Posted by Rachel Ward
Roberto Zurbano, was reportedly removed form his post as an editor of a publishing house in Cuba after his opinion piece on racism on the island was published in the New York Times. Zurbano claimed that when the headline was translated from Spanish to English the meaning begame “For Blacks in Cuba, the Revolution Hasn’t Begun,” but his version read, “Not Yet Finished,” according to the Times.
To read the rest of the article click here.
This made me wonder, what is the best way for journalists to report on race?
First, lets make the important distinction between race and ethnicity — no people, these words are not interchangeable. Race is a group of people with genetically transmitted distinct physical characteristics. Ethnicity is a group of people who share a national culture or tradition resulting from racial/cultural ties.
Race and ethnicity are topics journalists often avoid in articles, and in many cases rightfully so, unfortunately racial identifiers have served as rationale for genocide, slavery and general prejudices in many cases. However, sometimes race and ethnicity are pertinent to a reader’s understanding of an article.
Shortly after Thanksgiving in 2011 Cleveland, Tex. authorities found out 18 men and boys (charged thus far) ranging from young teens to adults participated in a gang rape of an 11-year-old girl. Many articles reported on many details of this story, but Mallary Tenore believes they forgot an important factor. In her article “New York Times, Houston Chronicle explain relevance of race & ethnicity in Cleveland rape coverage,” published on Poynter, she explains why journalists can’t always tread lightly in the face of race and ethnicity. The girl was Hispanic, and all the men convicted of rape thus far are black. Tenore believes it is important to distinguish this because the distinction raises important questions. Such as, in Cleveland do racial tensions exist between these two groups? It is also important to question, since all the convicted are black, is this specific race being targeted? Maybe race does not play a role, but these questions can not be answered if they are pushed to the wayside.
Read Tenore’s full article here.
- Be careful not to lump people into a label with one racial comment, for example many Native American tribes exist in the United States, and it is not accurate to lump them all into one racial label.
- When mentioning a person’s race or ethnicity in a story make sure it adds needed information — don’t throw these words around willy-nilly.
- It’s nearly impossible to tell the ethnicity of a person from looking, and if you are going to report it in an article you have to know for sure. This means you have to ask.
- A persons race should never precede the mention of their name in any news source.
Handling Race and Ethnicity is a free course (though you have to log in to the site), so if you’re interested in learning more about reporting on these topics check out class here.
Would you have run the race and ethnicity of the victim and convicted rapists if you were to report on this story? In your own work, how do you distinguish if race and ethnicity are important? What are some examples of when race and ethnicity should not have been reported?

▸ TASK DETAILS
Reproduce the post on reporting race verbatim from "- A persons" to "out class here.".

[Data excerpted from a collection]
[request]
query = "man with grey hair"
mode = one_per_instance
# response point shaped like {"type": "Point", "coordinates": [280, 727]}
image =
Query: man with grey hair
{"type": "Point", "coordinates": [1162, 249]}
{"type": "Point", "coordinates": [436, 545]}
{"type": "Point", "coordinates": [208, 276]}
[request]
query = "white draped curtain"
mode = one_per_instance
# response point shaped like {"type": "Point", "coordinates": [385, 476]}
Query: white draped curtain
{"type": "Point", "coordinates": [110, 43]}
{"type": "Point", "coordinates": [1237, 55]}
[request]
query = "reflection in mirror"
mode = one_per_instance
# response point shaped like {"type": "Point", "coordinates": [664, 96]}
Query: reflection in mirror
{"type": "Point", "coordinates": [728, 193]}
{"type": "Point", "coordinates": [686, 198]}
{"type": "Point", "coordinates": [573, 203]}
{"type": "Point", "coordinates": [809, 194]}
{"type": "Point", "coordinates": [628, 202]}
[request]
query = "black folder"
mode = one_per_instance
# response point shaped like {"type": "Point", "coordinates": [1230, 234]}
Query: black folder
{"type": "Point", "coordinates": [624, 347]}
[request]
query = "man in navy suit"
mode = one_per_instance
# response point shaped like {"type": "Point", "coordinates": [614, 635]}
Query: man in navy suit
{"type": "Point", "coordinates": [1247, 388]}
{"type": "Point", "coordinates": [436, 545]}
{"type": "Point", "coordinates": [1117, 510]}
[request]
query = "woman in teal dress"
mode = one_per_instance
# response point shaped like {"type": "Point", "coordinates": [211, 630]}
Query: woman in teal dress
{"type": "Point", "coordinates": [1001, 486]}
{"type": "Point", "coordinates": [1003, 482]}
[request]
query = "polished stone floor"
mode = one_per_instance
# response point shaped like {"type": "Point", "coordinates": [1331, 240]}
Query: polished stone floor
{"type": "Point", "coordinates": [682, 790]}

▸ THE COMPLETED TASK
- A persons race should never precede the mention of their name in any news source.
Handling Race and Ethnicity is a free course (though you have to log in to the site), so if you’re interested in learning more about reporting on these topics check out class here.